* [What is expected] Using the records below, write out the line with "example | (206,76)" and each line after it through the final one, exactly, and only those.

* [Material provided]
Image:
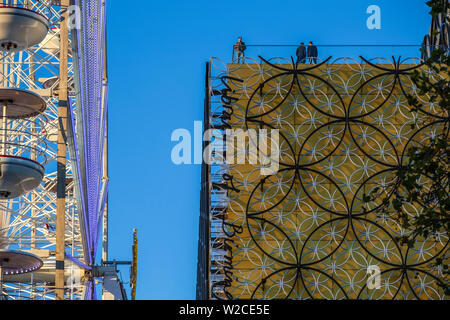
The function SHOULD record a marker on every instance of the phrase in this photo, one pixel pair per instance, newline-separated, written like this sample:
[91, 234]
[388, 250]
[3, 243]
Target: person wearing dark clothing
[312, 53]
[301, 53]
[239, 47]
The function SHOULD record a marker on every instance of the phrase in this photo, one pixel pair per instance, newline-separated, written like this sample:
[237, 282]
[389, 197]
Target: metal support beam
[62, 152]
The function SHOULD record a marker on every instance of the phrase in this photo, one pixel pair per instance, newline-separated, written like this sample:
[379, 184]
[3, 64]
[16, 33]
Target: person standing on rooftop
[239, 47]
[301, 53]
[312, 53]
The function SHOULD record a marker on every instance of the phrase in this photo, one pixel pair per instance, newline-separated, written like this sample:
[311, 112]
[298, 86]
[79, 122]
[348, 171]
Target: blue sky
[156, 58]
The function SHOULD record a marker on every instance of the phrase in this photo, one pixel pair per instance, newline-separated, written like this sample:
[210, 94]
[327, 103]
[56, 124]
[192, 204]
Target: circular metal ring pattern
[344, 127]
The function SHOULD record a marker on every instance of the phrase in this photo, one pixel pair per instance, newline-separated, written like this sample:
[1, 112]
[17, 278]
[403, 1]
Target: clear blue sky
[156, 58]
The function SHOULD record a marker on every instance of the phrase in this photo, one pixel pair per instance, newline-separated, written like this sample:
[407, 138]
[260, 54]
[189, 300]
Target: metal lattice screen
[302, 233]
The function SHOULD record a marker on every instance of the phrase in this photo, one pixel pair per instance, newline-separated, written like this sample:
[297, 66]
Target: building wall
[303, 232]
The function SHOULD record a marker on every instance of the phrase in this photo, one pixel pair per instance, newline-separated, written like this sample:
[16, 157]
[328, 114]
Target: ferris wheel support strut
[62, 152]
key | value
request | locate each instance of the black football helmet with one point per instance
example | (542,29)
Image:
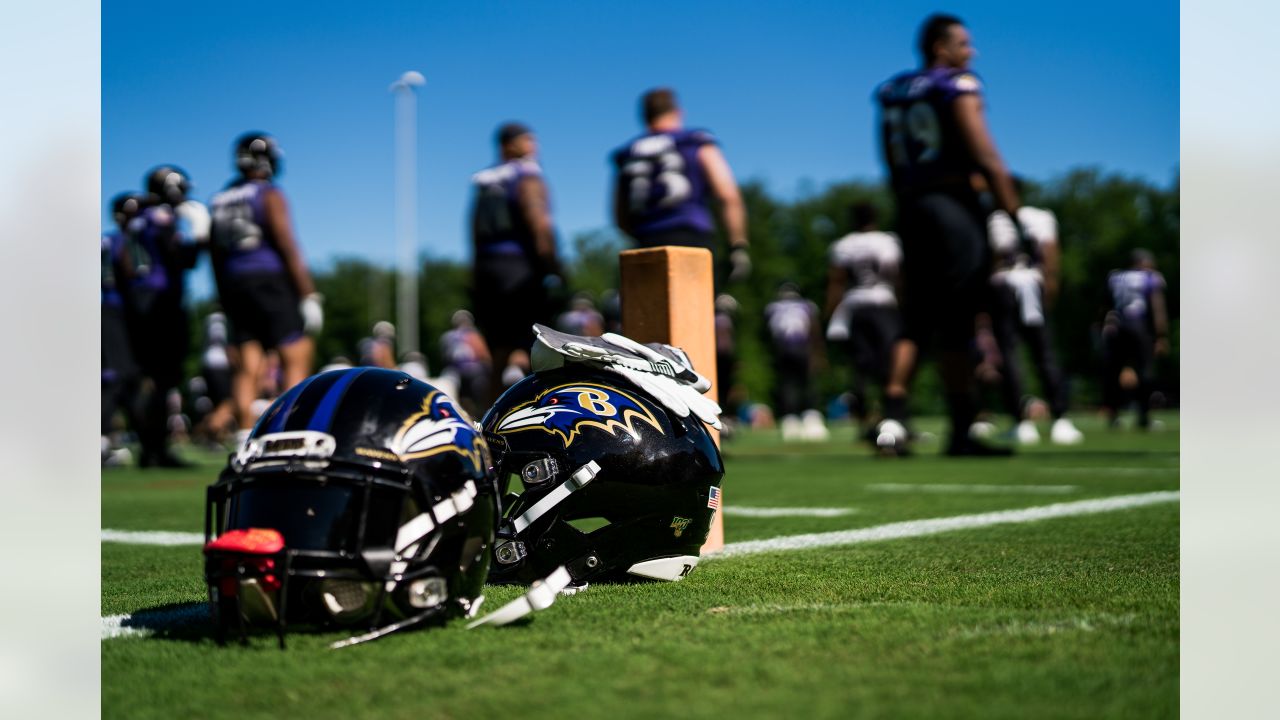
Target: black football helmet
(257,151)
(168,183)
(613,484)
(362,499)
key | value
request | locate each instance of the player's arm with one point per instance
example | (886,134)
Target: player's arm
(531,194)
(622,205)
(721,178)
(282,229)
(982,147)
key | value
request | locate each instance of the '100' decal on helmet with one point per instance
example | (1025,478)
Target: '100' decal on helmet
(566,410)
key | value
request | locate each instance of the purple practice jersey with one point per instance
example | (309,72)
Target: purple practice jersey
(113,244)
(1132,291)
(498,222)
(664,183)
(152,251)
(242,241)
(791,322)
(922,140)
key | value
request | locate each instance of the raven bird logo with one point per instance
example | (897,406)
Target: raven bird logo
(566,410)
(438,427)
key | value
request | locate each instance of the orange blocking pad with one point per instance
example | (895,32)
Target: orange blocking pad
(668,295)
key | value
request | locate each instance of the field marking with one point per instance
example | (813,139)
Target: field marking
(147,621)
(152,537)
(743,511)
(920,528)
(972,488)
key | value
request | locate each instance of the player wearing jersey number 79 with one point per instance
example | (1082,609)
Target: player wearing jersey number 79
(662,183)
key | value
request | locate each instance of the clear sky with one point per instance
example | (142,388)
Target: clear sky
(785,85)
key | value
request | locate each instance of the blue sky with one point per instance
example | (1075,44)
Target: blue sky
(785,86)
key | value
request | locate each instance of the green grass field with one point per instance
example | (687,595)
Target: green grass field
(1063,618)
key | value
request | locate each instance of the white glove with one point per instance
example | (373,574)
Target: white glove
(662,370)
(196,217)
(740,264)
(312,313)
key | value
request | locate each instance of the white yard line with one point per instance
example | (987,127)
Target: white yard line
(152,537)
(743,511)
(972,488)
(919,528)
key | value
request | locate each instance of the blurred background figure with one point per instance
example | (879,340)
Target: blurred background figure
(1024,287)
(119,370)
(664,180)
(467,359)
(1136,332)
(933,137)
(798,351)
(263,281)
(378,350)
(516,267)
(216,422)
(163,242)
(581,318)
(862,304)
(727,392)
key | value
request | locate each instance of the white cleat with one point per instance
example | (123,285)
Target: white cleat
(1065,433)
(1027,433)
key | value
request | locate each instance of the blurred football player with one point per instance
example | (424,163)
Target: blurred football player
(119,369)
(933,136)
(263,278)
(664,180)
(1023,291)
(163,242)
(796,340)
(862,301)
(516,267)
(1137,332)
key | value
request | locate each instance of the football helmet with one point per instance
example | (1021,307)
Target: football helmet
(257,151)
(613,484)
(169,183)
(362,499)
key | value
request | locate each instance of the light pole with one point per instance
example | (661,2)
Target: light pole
(406,209)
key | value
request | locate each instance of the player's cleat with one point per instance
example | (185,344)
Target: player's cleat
(1027,433)
(1064,432)
(969,447)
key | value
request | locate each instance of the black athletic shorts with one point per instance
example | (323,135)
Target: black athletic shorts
(872,331)
(946,265)
(261,308)
(508,297)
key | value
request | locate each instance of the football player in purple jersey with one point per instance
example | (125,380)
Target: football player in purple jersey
(263,279)
(664,180)
(935,141)
(516,267)
(1136,333)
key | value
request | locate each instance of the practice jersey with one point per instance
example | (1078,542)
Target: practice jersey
(152,251)
(113,242)
(923,142)
(871,261)
(663,182)
(791,323)
(242,241)
(1041,226)
(1132,291)
(499,222)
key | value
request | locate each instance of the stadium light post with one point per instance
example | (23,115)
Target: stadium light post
(406,208)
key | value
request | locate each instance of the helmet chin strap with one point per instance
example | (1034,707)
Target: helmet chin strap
(577,481)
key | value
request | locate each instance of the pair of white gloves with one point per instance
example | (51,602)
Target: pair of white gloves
(659,369)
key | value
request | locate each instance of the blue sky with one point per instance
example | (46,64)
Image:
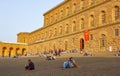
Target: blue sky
(22,16)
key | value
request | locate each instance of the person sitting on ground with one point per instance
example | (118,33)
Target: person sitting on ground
(30,65)
(70,63)
(51,57)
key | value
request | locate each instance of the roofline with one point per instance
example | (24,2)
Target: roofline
(12,42)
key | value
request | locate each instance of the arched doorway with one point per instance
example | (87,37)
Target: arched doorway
(103,43)
(4,52)
(18,51)
(23,51)
(81,44)
(66,45)
(11,52)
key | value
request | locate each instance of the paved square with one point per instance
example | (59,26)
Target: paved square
(88,66)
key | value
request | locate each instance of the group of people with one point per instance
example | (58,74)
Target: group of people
(70,63)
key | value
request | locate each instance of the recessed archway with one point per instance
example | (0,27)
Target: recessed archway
(4,52)
(18,51)
(81,44)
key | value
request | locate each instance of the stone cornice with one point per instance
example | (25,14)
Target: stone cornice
(81,31)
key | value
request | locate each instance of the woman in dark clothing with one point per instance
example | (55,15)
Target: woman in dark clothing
(30,65)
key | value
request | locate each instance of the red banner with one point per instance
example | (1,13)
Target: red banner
(86,35)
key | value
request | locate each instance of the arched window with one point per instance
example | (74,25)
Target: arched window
(74,26)
(82,23)
(74,7)
(46,34)
(67,11)
(92,2)
(50,35)
(55,32)
(67,30)
(117,12)
(103,17)
(82,4)
(103,37)
(56,16)
(60,29)
(116,32)
(51,19)
(66,45)
(91,20)
(61,13)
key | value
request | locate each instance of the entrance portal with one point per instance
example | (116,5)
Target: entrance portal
(81,43)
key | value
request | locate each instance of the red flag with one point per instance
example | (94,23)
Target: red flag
(86,35)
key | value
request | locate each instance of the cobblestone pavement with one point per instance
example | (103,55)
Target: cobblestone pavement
(88,66)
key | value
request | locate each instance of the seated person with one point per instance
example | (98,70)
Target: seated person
(70,63)
(51,57)
(30,65)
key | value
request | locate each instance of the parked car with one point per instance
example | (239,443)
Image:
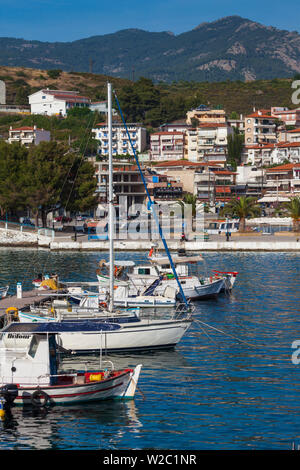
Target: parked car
(27,221)
(63,218)
(82,217)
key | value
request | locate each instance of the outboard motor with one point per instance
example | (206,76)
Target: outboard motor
(9,392)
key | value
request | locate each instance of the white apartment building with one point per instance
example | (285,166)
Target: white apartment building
(167,146)
(272,154)
(28,135)
(56,102)
(290,117)
(204,114)
(208,142)
(260,127)
(121,144)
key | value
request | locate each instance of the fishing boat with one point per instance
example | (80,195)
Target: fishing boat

* [Result for this exercise]
example | (206,76)
Target: outboard motor
(9,392)
key | value
request | locate each instance of the white apartment building with one point per instance
example | (285,166)
Target: white apartment building
(167,146)
(272,154)
(28,135)
(56,102)
(290,117)
(204,114)
(208,142)
(260,127)
(121,144)
key | value
request | locate each instance of the fishing boat with one point per instance
example | (80,195)
Target: fishing boat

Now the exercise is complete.